▶ **SELECTED EXTRACT**:
Drunk? Thermal Imaging Can Tell!
September 4, 2012

Thermal Cameras Can Tell If You’re Drunk

Michael Harper for redOrbit.com — Your Universe Online

Computers, machines and the technology which runs them can be powerful things. When designed and implemented in the right way, these machines can do many things ordinary humans can do. As a bonus, when computers perform these same tasks, accuracy is usually better and variables such as fair wages, reasonable work place conditions and the tricky matter of human emotion can all be bypassed.

One such task humans have long been performing is making quick, snap judgments about another human´s physical state as they enter an establishment. Gas station and convenience store attendants, for example, have to be able to quickly ascertain the state of anyone who walks through their doors, especially late at night. For instance, a drunken 90s country music singer could potentially do plenty of harm to the store and other customers if he were to snap and act irrationally under the influence.

Since these attendants usually work alone late at night, it may be hard to make a quick judgment about an incoming customer, especially when this attendant is busy with something or someone else.

Now, a new form of thermal imaging could help these attendants and any other company for whom it is very important to pinpoint drunks.

Georgia Koukiou and Vassilis Anastassopoulos of the Electronics Laboratory, at University of Patras, Greece, are developing software which mimics human judgment by using some very simple and common tells associated with drunkenness.

Anyone who´s imbibed in a few too many knows that in addition to slurred speech and the thought that everyone is exponentially more attractive than they might be, another common side effect is rosy red, flushed cheeks and noses.

▶ **USING THE INFORMATION**:
1) In the article on thermal imaging, at which university is the Electronics Laboratory where Georgia Koukiou and Vassilis Anastassopoulos work?
2) Repeat the part of the thermal imaging article between "Computers, machines and" and "all be bypassed.", inclusive.
The rows that follow come from a separate source.

▶ **INFORMATION GIVEN**:

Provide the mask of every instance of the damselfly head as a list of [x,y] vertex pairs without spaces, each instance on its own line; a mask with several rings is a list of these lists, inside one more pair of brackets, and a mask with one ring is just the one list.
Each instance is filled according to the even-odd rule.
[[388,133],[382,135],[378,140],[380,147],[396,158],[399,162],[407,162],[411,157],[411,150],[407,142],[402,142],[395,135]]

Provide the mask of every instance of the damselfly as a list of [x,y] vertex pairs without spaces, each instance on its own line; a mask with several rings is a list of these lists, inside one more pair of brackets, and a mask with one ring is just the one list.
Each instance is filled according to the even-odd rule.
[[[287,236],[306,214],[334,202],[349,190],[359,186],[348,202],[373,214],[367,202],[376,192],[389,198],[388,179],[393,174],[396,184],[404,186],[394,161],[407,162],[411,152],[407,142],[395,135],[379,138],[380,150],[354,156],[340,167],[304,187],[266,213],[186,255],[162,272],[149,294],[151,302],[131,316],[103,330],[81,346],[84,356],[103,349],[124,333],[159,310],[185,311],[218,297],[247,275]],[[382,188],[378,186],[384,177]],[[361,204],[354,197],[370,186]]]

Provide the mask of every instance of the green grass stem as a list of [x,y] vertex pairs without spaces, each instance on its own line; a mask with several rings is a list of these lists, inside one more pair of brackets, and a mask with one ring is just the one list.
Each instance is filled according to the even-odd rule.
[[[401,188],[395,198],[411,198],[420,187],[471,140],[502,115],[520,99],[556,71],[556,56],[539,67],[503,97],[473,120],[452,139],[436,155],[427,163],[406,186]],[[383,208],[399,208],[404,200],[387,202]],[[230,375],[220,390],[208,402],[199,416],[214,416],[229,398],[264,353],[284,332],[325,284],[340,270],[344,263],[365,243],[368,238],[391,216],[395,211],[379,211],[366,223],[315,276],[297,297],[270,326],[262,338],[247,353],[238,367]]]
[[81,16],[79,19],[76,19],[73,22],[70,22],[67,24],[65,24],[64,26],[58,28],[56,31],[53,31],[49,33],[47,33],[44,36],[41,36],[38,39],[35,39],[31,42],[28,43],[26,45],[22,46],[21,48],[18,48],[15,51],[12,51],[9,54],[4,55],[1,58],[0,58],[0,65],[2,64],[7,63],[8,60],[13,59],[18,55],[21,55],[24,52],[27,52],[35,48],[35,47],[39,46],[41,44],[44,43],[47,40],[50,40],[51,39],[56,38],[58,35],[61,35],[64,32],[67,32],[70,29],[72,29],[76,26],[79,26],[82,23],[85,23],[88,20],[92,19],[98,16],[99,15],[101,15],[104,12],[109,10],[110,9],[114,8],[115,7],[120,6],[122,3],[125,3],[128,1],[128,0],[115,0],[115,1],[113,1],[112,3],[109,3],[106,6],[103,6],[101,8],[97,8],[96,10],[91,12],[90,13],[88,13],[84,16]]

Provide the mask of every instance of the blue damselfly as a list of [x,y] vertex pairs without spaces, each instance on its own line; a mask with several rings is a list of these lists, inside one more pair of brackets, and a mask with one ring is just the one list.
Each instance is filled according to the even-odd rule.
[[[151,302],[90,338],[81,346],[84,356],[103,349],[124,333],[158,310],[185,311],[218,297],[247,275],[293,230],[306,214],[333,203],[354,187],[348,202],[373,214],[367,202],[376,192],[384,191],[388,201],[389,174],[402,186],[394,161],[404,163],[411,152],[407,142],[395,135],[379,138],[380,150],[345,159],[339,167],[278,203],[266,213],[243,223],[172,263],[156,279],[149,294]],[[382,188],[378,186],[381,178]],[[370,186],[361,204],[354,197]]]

▶ **SOLUTIONS FOR EACH TASK**:
1) The University of Patras, Greece.

2)
Computers, machines and the technology which runs them can be powerful things. When designed and implemented in the right way, these machines can do many things ordinary humans can do. As a bonus, when computers perform these same tasks, accuracy is usually better and variables such as fair wages, reasonable work place conditions and the tricky matter of human emotion can all be bypassed.